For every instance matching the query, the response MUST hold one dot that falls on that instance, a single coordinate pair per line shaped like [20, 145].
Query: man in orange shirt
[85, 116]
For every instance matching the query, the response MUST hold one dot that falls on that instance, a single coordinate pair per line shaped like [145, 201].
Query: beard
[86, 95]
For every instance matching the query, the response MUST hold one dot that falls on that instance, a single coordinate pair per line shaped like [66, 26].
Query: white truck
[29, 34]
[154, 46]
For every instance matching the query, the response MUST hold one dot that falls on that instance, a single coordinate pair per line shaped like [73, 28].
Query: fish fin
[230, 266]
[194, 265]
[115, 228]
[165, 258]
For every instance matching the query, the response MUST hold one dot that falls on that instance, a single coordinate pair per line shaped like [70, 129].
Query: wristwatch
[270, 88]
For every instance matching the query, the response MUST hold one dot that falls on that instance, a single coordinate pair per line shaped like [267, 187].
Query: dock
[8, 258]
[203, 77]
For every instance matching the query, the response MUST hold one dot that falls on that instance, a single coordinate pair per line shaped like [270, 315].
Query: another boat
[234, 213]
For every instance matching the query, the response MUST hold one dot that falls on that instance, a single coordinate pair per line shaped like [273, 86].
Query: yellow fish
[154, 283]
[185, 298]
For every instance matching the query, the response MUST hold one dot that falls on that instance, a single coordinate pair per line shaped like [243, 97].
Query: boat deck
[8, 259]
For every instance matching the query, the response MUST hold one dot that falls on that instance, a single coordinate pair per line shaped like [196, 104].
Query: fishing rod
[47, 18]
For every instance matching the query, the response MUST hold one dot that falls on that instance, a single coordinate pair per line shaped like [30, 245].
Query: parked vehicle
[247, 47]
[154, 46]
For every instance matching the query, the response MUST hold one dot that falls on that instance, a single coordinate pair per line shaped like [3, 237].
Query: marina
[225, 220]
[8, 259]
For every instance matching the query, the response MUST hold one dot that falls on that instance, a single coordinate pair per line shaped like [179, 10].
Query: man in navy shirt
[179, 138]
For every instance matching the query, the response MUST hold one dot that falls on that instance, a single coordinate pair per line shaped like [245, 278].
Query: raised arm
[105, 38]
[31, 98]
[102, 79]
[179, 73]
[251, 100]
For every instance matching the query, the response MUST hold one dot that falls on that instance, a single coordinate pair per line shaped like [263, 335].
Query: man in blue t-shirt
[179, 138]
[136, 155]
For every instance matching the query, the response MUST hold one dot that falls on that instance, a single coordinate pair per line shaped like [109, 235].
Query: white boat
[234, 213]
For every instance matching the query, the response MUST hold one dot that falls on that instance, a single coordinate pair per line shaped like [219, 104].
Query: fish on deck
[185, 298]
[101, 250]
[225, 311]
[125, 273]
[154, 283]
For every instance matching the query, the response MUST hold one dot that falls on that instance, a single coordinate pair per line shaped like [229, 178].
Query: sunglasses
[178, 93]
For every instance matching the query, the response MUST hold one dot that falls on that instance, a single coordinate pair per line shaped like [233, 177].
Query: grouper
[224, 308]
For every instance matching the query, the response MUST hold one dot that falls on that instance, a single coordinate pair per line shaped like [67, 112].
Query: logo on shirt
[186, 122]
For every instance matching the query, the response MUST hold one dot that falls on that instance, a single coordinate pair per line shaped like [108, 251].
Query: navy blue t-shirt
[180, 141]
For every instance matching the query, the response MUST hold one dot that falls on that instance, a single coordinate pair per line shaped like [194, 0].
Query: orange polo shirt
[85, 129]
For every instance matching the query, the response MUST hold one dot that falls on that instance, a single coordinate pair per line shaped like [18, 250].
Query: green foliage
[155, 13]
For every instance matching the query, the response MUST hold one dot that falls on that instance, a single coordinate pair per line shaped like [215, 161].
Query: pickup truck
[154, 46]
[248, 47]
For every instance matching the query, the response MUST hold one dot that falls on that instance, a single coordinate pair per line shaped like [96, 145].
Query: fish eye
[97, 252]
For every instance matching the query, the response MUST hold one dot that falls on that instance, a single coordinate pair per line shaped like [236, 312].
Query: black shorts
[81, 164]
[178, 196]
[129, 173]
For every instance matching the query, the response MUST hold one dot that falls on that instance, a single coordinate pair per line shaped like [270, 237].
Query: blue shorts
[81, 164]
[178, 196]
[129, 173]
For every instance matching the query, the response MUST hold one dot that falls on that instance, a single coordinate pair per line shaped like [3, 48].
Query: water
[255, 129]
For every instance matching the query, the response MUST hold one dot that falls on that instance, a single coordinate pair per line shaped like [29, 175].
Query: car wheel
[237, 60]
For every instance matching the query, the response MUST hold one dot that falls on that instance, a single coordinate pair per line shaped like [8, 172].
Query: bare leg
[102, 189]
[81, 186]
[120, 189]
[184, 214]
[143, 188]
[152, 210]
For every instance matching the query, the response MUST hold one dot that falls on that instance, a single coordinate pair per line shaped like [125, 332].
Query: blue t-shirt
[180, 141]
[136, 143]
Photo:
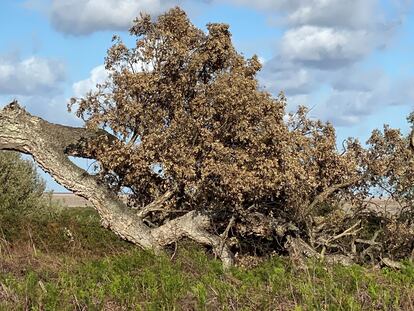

> [Written problem]: Collect every line of the material above that contains the string "navy". Case counts.

> [In response]:
Query: man in navy shirt
Query: navy blue t-shirt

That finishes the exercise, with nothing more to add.